┏━━

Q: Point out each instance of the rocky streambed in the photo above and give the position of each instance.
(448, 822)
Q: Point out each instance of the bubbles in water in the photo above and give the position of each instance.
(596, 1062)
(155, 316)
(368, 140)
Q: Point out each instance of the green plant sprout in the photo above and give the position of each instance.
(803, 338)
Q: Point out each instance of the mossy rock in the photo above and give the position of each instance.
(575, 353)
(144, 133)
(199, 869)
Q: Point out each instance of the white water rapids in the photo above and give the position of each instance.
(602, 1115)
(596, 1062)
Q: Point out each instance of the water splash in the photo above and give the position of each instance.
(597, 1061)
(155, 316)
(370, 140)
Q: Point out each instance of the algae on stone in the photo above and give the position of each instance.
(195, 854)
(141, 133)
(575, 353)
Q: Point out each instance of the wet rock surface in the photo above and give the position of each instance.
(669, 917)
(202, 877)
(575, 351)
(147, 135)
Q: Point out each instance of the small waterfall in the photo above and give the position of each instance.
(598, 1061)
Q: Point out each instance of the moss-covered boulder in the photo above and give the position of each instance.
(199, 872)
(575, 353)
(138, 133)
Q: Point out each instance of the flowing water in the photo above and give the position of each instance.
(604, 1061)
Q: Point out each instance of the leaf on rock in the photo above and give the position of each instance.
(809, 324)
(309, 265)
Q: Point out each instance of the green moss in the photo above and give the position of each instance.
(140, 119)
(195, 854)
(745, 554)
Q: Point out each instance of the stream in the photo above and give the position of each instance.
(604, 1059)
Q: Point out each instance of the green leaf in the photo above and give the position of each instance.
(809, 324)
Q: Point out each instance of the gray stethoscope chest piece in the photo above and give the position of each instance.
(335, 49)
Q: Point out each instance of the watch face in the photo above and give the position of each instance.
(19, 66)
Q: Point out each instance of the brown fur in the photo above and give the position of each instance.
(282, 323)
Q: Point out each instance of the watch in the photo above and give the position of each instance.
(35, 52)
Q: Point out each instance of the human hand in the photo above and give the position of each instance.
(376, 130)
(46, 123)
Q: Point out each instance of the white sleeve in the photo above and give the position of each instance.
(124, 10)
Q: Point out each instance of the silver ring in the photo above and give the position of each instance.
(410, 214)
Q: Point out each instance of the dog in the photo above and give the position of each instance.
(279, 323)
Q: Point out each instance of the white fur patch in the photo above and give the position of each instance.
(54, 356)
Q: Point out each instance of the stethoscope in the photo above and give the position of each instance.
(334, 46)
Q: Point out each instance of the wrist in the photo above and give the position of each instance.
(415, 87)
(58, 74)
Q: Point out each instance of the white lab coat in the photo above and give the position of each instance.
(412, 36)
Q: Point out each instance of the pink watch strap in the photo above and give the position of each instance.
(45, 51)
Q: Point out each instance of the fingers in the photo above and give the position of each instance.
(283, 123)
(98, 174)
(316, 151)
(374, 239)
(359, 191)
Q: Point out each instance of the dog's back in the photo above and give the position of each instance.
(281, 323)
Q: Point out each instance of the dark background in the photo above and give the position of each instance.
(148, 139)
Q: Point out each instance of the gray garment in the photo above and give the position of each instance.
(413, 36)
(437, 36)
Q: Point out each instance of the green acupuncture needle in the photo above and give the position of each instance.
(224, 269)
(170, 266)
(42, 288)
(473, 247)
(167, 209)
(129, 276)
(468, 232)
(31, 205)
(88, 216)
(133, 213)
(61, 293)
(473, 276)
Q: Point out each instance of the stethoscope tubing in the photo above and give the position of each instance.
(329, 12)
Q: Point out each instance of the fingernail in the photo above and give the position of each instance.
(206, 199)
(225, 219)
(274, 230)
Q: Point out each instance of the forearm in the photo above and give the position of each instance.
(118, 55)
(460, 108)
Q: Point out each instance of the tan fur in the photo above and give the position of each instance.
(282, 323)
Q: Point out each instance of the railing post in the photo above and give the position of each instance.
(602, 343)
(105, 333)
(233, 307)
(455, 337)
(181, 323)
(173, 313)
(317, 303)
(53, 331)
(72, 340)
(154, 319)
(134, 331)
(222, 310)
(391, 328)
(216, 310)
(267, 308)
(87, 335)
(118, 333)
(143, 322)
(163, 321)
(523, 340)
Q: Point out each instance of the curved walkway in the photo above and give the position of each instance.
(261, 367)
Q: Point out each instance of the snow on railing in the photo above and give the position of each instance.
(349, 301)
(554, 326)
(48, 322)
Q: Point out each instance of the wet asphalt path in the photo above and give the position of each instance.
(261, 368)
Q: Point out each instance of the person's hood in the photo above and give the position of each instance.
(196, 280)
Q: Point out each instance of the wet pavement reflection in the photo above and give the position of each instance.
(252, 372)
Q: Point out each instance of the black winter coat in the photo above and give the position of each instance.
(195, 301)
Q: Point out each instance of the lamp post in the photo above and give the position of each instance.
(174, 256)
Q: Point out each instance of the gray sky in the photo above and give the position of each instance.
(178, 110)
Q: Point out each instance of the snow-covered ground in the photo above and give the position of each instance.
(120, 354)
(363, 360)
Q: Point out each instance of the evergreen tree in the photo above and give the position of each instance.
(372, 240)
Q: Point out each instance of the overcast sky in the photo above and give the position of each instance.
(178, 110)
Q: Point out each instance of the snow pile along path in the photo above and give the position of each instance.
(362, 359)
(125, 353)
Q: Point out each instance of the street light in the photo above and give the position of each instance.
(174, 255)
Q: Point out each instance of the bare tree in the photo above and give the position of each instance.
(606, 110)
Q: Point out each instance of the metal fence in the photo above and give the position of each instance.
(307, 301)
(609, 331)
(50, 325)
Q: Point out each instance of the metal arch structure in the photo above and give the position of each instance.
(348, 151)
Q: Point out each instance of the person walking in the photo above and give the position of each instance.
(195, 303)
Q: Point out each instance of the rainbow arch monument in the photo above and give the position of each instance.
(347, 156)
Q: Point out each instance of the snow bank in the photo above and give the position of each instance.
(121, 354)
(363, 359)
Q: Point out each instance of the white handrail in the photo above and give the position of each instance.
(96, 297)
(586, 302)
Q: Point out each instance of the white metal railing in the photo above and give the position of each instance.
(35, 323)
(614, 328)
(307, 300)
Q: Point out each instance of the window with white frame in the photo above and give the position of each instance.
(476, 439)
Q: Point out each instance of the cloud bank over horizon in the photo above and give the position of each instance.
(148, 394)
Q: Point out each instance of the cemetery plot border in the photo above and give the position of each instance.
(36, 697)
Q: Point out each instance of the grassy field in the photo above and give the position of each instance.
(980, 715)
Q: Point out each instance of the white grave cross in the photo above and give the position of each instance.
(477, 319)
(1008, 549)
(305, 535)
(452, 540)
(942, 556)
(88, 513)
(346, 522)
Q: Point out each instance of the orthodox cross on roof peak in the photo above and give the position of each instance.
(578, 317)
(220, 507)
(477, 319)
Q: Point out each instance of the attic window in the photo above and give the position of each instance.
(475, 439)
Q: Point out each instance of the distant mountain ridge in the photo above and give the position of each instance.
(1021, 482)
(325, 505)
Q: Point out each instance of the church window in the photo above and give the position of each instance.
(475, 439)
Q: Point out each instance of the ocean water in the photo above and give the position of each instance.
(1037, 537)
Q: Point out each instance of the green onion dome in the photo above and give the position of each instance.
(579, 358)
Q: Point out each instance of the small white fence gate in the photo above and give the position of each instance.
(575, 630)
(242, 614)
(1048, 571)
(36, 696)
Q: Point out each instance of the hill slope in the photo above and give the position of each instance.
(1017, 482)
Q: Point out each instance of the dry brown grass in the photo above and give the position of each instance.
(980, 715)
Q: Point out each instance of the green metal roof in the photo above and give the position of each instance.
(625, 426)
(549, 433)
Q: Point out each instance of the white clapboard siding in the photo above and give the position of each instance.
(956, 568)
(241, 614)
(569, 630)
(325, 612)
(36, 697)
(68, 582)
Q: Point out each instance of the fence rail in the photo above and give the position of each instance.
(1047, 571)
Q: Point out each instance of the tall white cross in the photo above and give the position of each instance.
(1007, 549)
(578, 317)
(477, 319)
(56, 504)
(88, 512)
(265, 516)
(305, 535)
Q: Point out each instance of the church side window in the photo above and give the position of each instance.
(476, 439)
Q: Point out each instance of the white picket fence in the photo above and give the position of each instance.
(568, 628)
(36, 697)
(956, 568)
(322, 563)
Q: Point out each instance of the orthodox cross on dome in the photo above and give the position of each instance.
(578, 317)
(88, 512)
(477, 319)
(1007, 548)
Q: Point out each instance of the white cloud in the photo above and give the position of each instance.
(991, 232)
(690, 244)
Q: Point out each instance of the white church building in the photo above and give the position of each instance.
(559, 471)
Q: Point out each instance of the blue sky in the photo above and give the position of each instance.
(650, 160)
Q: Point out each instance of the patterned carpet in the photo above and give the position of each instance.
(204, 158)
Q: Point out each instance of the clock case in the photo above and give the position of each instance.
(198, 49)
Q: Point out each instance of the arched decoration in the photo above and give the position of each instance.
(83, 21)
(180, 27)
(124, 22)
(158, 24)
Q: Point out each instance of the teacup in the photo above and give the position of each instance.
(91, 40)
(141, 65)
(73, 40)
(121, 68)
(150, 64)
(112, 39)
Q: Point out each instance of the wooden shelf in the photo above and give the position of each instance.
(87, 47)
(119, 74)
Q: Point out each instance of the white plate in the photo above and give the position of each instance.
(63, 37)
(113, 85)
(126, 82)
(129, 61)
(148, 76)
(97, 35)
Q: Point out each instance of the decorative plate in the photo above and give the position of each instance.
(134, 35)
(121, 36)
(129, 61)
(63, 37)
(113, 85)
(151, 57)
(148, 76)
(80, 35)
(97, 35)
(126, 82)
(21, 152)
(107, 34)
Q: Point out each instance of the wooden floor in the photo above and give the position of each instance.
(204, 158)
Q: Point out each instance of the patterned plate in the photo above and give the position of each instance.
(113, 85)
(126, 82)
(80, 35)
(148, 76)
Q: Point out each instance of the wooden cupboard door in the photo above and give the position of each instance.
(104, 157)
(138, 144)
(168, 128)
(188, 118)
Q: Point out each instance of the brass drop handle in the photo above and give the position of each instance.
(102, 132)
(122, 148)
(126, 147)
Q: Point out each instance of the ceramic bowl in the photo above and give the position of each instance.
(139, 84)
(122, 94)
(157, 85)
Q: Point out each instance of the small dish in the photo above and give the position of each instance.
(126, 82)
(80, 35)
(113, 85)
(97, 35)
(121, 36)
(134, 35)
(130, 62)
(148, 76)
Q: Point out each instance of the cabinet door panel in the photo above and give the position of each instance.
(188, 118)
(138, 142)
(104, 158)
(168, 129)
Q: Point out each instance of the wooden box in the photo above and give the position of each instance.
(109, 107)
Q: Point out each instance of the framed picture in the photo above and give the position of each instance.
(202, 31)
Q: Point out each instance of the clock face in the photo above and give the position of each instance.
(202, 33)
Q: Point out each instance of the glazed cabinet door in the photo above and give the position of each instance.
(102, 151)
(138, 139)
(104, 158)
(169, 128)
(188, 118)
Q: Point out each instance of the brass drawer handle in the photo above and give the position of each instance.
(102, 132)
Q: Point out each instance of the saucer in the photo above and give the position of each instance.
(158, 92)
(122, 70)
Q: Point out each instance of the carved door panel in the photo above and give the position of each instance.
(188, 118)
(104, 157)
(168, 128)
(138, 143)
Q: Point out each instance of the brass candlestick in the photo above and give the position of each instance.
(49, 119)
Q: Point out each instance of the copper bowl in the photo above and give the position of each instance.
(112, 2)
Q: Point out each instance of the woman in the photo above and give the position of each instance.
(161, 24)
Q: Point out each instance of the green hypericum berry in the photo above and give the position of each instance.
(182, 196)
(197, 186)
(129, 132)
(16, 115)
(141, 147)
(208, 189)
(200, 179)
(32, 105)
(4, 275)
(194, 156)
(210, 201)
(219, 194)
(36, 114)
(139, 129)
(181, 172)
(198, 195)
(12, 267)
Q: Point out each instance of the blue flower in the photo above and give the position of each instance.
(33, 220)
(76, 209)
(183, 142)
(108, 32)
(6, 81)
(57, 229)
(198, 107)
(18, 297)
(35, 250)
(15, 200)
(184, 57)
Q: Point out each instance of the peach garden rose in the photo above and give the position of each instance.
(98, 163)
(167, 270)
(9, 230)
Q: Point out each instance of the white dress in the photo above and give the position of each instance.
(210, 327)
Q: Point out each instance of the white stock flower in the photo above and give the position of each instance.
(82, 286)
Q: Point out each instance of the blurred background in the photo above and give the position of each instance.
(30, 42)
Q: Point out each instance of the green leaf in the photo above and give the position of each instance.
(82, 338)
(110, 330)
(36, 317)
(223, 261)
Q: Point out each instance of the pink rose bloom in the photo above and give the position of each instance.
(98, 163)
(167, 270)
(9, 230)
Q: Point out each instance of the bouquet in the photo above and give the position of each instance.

┗━━

--- Task to carry out ---
Nothing from before the line containing "Q: Point out each instance of the woman" should appear; copy that line and each one after it through the last line of the entries, exactly.

--- Reply to the task ---
Q: Point out each instance of the woman in the photo above and give the position of each instance.
(161, 24)
Q: Point out each instance of the green hypericum berry in the photo above and give the position of each instance.
(182, 196)
(197, 186)
(129, 132)
(16, 115)
(141, 147)
(208, 189)
(200, 179)
(32, 105)
(4, 275)
(194, 156)
(210, 201)
(219, 194)
(36, 114)
(139, 129)
(181, 172)
(198, 195)
(12, 267)
Q: Point out each instance of the blue flower in the photo above and give the position of each instance.
(33, 220)
(76, 209)
(183, 142)
(108, 32)
(6, 81)
(57, 229)
(198, 107)
(18, 297)
(35, 250)
(15, 200)
(184, 57)
Q: Point out each instance of the peach garden rose in the photo above and give the position of each instance.
(98, 163)
(167, 270)
(9, 230)
Q: Point out each instance of the white dress in the photo above and give the position of each instance.
(210, 327)
Q: Point out each instance of the white stock flower in the photo above and give the position of each instance.
(82, 286)
Q: Point out each instance of the blurred background in the photo above and give the position of each instance.
(30, 42)
Q: Point out each instance of the green leaf in the photo above and give the position of each instance.
(82, 338)
(110, 330)
(36, 317)
(223, 261)
Q: Point out each instance of the pink rose bloom in the photo above and give the position of each instance.
(98, 163)
(167, 270)
(9, 230)
Q: Point out each instance of the bouquet in the photo above and give the position of each instance.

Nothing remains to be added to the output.